== Excerpted records ==

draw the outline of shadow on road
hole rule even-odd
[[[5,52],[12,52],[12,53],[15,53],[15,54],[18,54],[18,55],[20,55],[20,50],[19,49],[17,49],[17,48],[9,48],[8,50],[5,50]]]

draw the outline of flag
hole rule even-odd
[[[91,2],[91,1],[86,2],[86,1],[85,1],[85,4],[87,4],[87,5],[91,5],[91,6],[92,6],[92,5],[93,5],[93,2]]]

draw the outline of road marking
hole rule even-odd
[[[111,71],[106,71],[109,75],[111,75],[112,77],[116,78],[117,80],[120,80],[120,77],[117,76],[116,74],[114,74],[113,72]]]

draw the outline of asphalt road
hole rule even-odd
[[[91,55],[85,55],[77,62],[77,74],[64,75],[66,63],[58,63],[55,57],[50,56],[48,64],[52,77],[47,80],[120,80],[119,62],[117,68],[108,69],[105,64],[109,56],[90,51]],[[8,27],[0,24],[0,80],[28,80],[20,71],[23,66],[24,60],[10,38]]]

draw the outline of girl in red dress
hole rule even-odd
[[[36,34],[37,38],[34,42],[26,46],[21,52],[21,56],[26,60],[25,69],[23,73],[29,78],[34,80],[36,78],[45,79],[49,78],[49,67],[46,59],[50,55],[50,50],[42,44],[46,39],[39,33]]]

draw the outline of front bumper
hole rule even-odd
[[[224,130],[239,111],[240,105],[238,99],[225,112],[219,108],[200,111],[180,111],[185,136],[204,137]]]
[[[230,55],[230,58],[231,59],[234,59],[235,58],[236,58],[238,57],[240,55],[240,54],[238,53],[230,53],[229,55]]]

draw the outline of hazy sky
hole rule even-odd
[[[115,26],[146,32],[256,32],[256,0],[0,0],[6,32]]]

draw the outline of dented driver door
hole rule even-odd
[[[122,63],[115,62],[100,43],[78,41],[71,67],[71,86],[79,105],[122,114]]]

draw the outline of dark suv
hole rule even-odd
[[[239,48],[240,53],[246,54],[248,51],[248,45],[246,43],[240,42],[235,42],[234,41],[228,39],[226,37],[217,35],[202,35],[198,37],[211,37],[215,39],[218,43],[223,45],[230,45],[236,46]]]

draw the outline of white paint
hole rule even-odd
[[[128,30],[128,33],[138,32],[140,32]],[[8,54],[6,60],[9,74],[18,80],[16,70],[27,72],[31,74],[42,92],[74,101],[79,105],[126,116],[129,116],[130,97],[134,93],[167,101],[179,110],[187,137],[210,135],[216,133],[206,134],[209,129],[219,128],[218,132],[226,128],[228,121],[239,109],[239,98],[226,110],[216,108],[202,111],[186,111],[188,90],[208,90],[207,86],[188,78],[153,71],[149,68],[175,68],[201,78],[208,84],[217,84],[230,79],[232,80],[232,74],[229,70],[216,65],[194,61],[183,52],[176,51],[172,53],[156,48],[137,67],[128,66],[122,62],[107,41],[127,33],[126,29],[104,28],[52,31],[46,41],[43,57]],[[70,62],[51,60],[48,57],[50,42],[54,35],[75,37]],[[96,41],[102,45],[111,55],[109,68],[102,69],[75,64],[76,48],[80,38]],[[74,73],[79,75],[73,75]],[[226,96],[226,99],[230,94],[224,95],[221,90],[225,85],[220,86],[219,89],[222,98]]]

===

> [Aim]
Put the lines of the listing into a Markdown table with the columns Index and Entry. Begin with the line containing "draw the outline of white paint", continue through the last line of the listing, and leave out any blank lines.

> [Result of the task]
| Index | Entry |
|---|---|
| 1 | draw the outline of white paint |
| 2 | hole rule even-odd |
| 3 | [[[128,30],[128,33],[138,32],[140,32]],[[8,54],[6,60],[9,74],[18,80],[16,70],[27,72],[31,74],[42,92],[74,101],[79,105],[126,116],[129,116],[130,97],[134,93],[167,101],[179,110],[187,137],[210,135],[216,133],[206,134],[209,129],[219,128],[218,132],[226,128],[228,121],[239,109],[239,98],[226,110],[216,108],[202,111],[186,111],[188,90],[208,90],[207,86],[188,78],[153,71],[149,68],[175,68],[201,78],[208,84],[217,84],[230,79],[232,80],[232,74],[229,70],[216,65],[194,61],[183,52],[176,51],[172,53],[156,48],[137,67],[128,66],[122,62],[107,41],[127,33],[126,29],[104,28],[52,31],[46,41],[43,57]],[[70,62],[51,60],[48,57],[50,42],[54,35],[75,37]],[[96,41],[102,45],[111,55],[109,68],[102,69],[75,64],[76,48],[80,38]],[[74,73],[79,75],[73,75]],[[226,96],[226,99],[230,94],[224,95],[221,90],[225,85],[220,86],[219,89],[222,98]]] |